━━━ Excerpted passage
Oh. Well that’s good.

Here’s where it all stands right now. Surgery is not off the table, but its teetering on the edge. The doctors are very pleased with the progress of my recovery. My bones continue to heal, become strong. My neck muscles are back to work. My paresthesias (mild abnormal nerve sensations such as pins-and-needles, tingling, burning, prickling, itchy, etc) in the left arm and hand continue to slowly dissipate. And the left side tingling is probably caused by that bone, which over time should wear away and yield the space back to the spinal column. The doctors reminded me that my bruised spinal cord and nerves take time to regenerate and heal; 6, 9, 12 months maybe even 2yrs. It’s been 4 months. The bottom line here is that it would be crazy to operate near my spinal cord to fix two issues that will probably correct themselves with the aid of time.
━━━━━━
Description of the task. Write out the stretch of the recovery update from "Oh. Well that’s" through "aid of time.".
━━━ Given records
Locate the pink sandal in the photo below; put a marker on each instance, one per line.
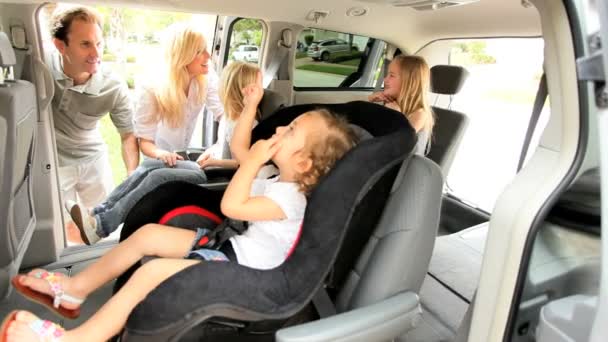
(52, 302)
(46, 330)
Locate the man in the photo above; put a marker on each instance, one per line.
(83, 95)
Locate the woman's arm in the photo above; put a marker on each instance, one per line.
(237, 202)
(208, 161)
(241, 139)
(145, 128)
(417, 119)
(148, 148)
(212, 101)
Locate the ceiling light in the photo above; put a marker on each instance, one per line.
(356, 12)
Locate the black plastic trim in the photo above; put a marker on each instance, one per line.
(579, 50)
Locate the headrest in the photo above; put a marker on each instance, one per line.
(271, 102)
(7, 54)
(359, 113)
(447, 79)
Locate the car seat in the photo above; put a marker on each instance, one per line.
(17, 143)
(379, 204)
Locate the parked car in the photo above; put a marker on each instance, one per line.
(329, 49)
(247, 53)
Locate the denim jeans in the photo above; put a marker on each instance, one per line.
(147, 177)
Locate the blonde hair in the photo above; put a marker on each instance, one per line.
(182, 44)
(415, 86)
(234, 78)
(325, 148)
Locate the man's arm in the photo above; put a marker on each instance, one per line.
(130, 151)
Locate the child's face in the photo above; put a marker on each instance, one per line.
(292, 140)
(392, 81)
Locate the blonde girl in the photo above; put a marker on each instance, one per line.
(406, 89)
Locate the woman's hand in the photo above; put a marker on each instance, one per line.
(252, 93)
(170, 159)
(262, 151)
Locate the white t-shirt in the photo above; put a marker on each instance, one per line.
(266, 244)
(225, 131)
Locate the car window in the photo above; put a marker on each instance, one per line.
(245, 39)
(330, 59)
(497, 98)
(131, 51)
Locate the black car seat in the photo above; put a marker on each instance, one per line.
(380, 203)
(17, 134)
(450, 125)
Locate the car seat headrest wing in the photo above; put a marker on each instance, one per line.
(7, 54)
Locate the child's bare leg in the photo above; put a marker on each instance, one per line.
(150, 240)
(111, 318)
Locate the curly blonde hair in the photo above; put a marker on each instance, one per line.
(415, 86)
(326, 148)
(182, 43)
(234, 78)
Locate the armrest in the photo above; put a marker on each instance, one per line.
(378, 322)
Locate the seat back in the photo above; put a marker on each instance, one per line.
(449, 124)
(397, 255)
(17, 133)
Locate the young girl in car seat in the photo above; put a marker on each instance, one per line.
(406, 89)
(105, 218)
(303, 151)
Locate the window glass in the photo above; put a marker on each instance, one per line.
(498, 98)
(245, 41)
(132, 49)
(332, 59)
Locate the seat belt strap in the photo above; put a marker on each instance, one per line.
(380, 79)
(323, 304)
(539, 102)
(273, 68)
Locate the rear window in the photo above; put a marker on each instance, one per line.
(498, 98)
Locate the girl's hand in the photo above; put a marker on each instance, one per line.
(252, 93)
(393, 105)
(170, 159)
(263, 150)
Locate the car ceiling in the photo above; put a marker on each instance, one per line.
(405, 27)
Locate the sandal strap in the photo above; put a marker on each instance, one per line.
(59, 295)
(47, 330)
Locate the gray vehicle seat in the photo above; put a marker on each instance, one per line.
(17, 133)
(271, 102)
(392, 264)
(449, 125)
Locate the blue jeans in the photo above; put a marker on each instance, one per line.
(147, 177)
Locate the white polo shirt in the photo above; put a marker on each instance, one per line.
(169, 138)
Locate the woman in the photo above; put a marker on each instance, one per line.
(406, 89)
(164, 121)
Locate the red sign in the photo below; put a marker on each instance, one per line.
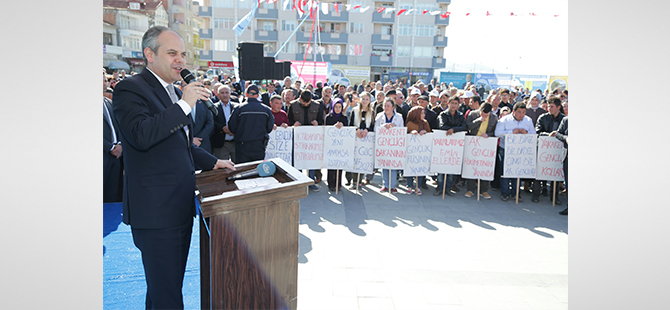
(220, 64)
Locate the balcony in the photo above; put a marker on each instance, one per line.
(206, 33)
(266, 13)
(440, 41)
(381, 61)
(326, 37)
(384, 39)
(330, 17)
(262, 35)
(206, 55)
(205, 11)
(439, 63)
(383, 18)
(441, 21)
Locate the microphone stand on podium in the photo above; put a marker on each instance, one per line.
(249, 238)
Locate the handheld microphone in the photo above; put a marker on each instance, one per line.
(188, 78)
(264, 169)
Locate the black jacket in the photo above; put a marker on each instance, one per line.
(546, 123)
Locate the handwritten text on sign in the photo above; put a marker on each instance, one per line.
(308, 147)
(520, 156)
(280, 144)
(549, 163)
(447, 152)
(419, 155)
(364, 154)
(338, 147)
(479, 158)
(390, 147)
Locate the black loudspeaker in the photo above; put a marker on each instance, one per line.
(268, 68)
(279, 71)
(250, 55)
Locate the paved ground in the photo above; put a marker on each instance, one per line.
(377, 251)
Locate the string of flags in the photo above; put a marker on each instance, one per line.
(301, 6)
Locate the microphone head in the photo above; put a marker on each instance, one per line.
(186, 75)
(267, 168)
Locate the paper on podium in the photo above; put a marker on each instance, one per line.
(257, 182)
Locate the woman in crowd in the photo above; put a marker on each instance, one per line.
(337, 118)
(388, 119)
(363, 118)
(416, 124)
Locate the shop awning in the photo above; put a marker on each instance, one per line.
(115, 64)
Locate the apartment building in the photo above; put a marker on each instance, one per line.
(381, 45)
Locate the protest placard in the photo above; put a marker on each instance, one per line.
(447, 152)
(364, 154)
(280, 144)
(308, 147)
(549, 163)
(479, 158)
(338, 147)
(520, 156)
(390, 147)
(419, 155)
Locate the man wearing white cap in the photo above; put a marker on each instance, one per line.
(465, 103)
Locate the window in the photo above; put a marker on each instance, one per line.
(355, 3)
(424, 30)
(223, 45)
(288, 25)
(107, 38)
(357, 28)
(268, 26)
(423, 52)
(245, 4)
(405, 30)
(355, 49)
(403, 50)
(222, 23)
(269, 47)
(131, 43)
(124, 22)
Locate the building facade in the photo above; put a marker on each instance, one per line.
(407, 47)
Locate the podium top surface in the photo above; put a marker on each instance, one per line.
(214, 191)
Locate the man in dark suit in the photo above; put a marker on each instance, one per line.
(159, 158)
(223, 140)
(203, 126)
(112, 151)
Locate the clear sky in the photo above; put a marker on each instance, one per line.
(522, 44)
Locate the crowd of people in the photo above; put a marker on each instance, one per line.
(420, 108)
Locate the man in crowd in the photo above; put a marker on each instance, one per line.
(281, 118)
(265, 97)
(251, 123)
(515, 123)
(546, 124)
(222, 139)
(159, 158)
(304, 112)
(112, 151)
(480, 122)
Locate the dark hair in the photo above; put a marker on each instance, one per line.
(556, 101)
(306, 95)
(486, 107)
(519, 105)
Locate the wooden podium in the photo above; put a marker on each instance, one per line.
━━━━━━
Problem solution.
Oh. Well that’s good.

Here’s where it all stands right now. Surgery is not off the table, but its teetering on the edge. The doctors are very pleased with the progress of my recovery. My bones continue to heal, become strong. My neck muscles are back to work. My paresthesias (mild abnormal nerve sensations such as pins-and-needles, tingling, burning, prickling, itchy, etc) in the left arm and hand continue to slowly dissipate. And the left side tingling is probably caused by that bone, which over time should wear away and yield the space back to the spinal column. The doctors reminded me that my bruised spinal cord and nerves take time to regenerate and heal; 6, 9, 12 months maybe even 2yrs. It’s been 4 months. The bottom line here is that it would be crazy to operate near my spinal cord to fix two issues that will probably correct themselves with the aid of time.